:: EXCERPTED PASSAGE ::

The Lumumba assassination has been a topic of interest for many years. Not only has it been the subject of a parliamentary committee inquiry in Belgium, but more importantly, the ties between US and Belgian involvement in regime change in the mineral rich central African state has left an cloud of suspicion hanging over US activities on the continent. This is evident even today when AFRICOM is debated. But there is a distinct difference between US military activities on the continent and the seeming impunity with which their foreign intelligence branch has operated here. The role of the CIA in ousting Lumumba and securing the brutal regime of Mobutu Sese Seko has often been justified in terms of the Cold War rhetoric of fighting against communist control. Is that enough of a justification for the activities that were conducted throughout Africa and in many other parts of the developing world that fell prey to the global power struggle?

 

Much of the discourse on how Africa was trapped in the Cold War power struggle has laid the blame on the global power players for orchestrating regime change and upholding brutal and corrupt regimes to fulfil foreign national interest. How different is the war on terror from the Cold War? Are we not once again seeing the total abandonment of any moral compass and a commitment to human security in favour of narrowly defined state needs and interests? For evidence we need look no further than the policy of extraordinary rendition, which has been practiced by the US since the Clinton administration. Broadly defined, extraordinary rendition refers to the apprehension and extrajudicial transfer of suspected terrorist persons from one state to another for interrogation and detention. Most commonly, the receiving state has a history of the use of torture and extreme interrogation techniques.

:::
:: RECORDED DATA ::

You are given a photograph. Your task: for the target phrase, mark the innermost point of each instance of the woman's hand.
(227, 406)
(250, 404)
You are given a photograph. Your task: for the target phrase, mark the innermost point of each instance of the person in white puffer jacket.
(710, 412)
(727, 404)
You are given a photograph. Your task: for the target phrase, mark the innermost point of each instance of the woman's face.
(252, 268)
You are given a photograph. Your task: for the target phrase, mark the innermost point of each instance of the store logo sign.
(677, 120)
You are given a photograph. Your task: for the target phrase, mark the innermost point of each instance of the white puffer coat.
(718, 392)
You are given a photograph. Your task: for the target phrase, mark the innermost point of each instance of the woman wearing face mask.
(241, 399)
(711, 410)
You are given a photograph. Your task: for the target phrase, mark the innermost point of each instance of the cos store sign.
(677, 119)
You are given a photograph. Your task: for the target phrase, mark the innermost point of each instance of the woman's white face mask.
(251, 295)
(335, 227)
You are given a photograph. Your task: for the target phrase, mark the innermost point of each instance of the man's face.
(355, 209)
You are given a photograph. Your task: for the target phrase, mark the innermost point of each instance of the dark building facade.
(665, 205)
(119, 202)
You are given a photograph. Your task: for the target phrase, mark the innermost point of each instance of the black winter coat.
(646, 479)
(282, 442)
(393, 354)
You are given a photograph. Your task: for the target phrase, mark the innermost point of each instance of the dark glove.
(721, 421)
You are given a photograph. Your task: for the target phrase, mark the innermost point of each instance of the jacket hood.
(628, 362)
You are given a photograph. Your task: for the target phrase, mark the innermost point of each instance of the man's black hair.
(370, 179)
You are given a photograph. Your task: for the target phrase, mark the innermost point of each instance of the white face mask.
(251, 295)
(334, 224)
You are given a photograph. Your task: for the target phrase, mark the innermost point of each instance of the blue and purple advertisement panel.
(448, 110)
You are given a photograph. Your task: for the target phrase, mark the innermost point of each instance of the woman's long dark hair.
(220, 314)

:::

WHAT YOU NEED TO DO:
Copy the passage on the Lumumba assassination from "Much of the" down to "extreme interrogation techniques.", substituting "counterterrorism campaign" for "war on terror". The records are separate material and are unrelated to the passage on the Lumumba assassination.

THE RESPONSE:
Much of the discourse on how Africa was trapped in the Cold War power struggle has laid the blame on the global power players for orchestrating regime change and upholding brutal and corrupt regimes to fulfil foreign national interest. How different is the counterterrorism campaign from the Cold War? Are we not once again seeing the total abandonment of any moral compass and a commitment to human security in favour of narrowly defined state needs and interests? For evidence we need look no further than the policy of extraordinary rendition, which has been practiced by the US since the Clinton administration. Broadly defined, extraordinary rendition refers to the apprehension and extrajudicial transfer of suspected terrorist persons from one state to another for interrogation and detention. Most commonly, the receiving state has a history of the use of torture and extreme interrogation techniques.